▶ Text segment
· · · ·
Focusing on the senses: there are many ways to practice mindfulnessRupa Panda

By far the most unusual hobby I’ve got into at Cambridge is learning to meditate. Mindfulness and meditation are becoming increasingly accepted forms of relaxation very much on a par with yoga. But few people fully understand all the benefits they offer: after six months of practicing mindfulness, I am more positive, relaxed, grounded and resilient. I believe that exercising your brain through meditation will come to be seen as equally important as exercising physically.

I first heard about mindfulness on Radio 4. The programme talked about a study conducted on Cambridge students, showing how practising mindfulness can lead to increased attention and decreased stress and anxiety.

After six months of practicing mindfulness, I am more positive, relaxed, grounded and resilient

Feeling inspired, I signed up to the University’s mindfulness course, with weekly sessions of one and a half hours during either Michaelmas or Lent. The course allows you to class hop, attending whichever of the classes for that week that best suits your schedule. In Easter Term, they also offer sessions geared towards exam preparation, such as mindfulness for better sleep, staying calm and making productive decisions.

If you can’t wait until Michaelmas for the next round of courses to kick off, there are many other ways to start your mindfulness journey, from using apps like Headspace to joining mindfulness groups such as Mindfulness at the Union. There is also an ever-increasing range of books with meditation CDs; a personal favourite is Mindfulness, The Eight-Week Meditation Programme for a Frantic World by Mark Williams and Danny Penman.
· · · ·
▶ Extracted material
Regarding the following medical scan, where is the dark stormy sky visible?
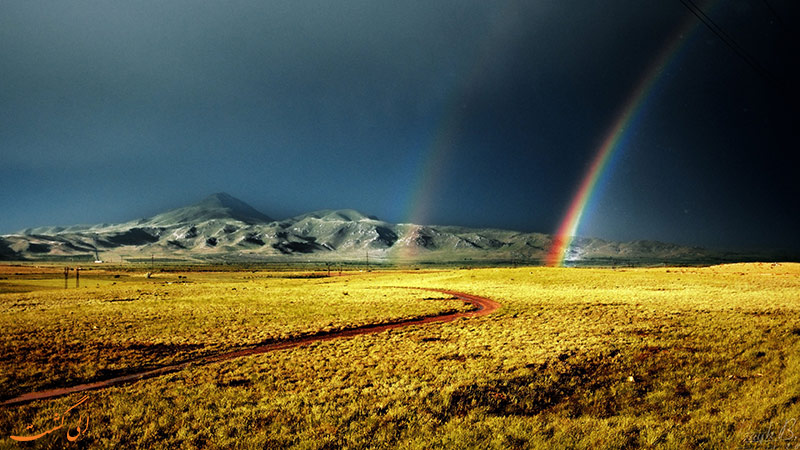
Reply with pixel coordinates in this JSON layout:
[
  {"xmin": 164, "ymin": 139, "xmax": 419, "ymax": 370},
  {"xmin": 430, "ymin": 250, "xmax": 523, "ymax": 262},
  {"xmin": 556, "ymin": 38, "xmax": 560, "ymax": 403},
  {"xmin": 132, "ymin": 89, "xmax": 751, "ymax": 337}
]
· · · ·
▶ Requests
1. Condense the paragraph of the mindfulness article that begins "Feeling inspired" into a short bulleted list, keeping its main facts.
2. Summarize the mindfulness article in two sentences.
3. Write a continuation of the mindfulness article, starting after its final sentence.
The lines above are separate material and have no connection to the article on mindfulness.

▶ Task responses
1.
- The writer enrolled in the University's mindfulness course.
- Weekly sessions last one and a half hours and run in either Michaelmas or Lent.
- Participants can class hop, choosing whichever class that week best fits their schedule.
- In Easter Term, sessions aimed at exam preparation are offered, including mindfulness for better sleep, staying calm and making productive decisions.

2. After six months of practicing mindfulness, a Cambridge student reports feeling more positive, relaxed, grounded and resilient, and having first heard of it through a Radio 4 program about a study on Cambridge students, signed up for the University's weekly mindfulness course. For those unable to wait for the next course, the article suggests alternatives such as the Headspace app, groups like Mindfulness at the Union, and books with meditation CDs.

3.
Mindfulness is all about learning to become grounded, aware and present. This is attained through a series of meditations that you can use to focus your attention and keep it where you intend it to be. Giving the brain something else to think about in this way helps to break cyclical thoughts that are often responsible for anxiety, low mood and lack of self-esteem.

The meditations are varied. Many of them direct your attention away from your mind and towards your physical body. The body-scan, for example, consists of focusing your attention on each area of your body in turn, starting from your toes and working up to your head. Many guides teach you methods to ground yourself in the present moment, for example by focussing on your breath or becoming aware of the surfaces that are supporting you – the feeling of your feet on the floor or the chair underneath you. Another method teaches you to focus on only your sense of hearing.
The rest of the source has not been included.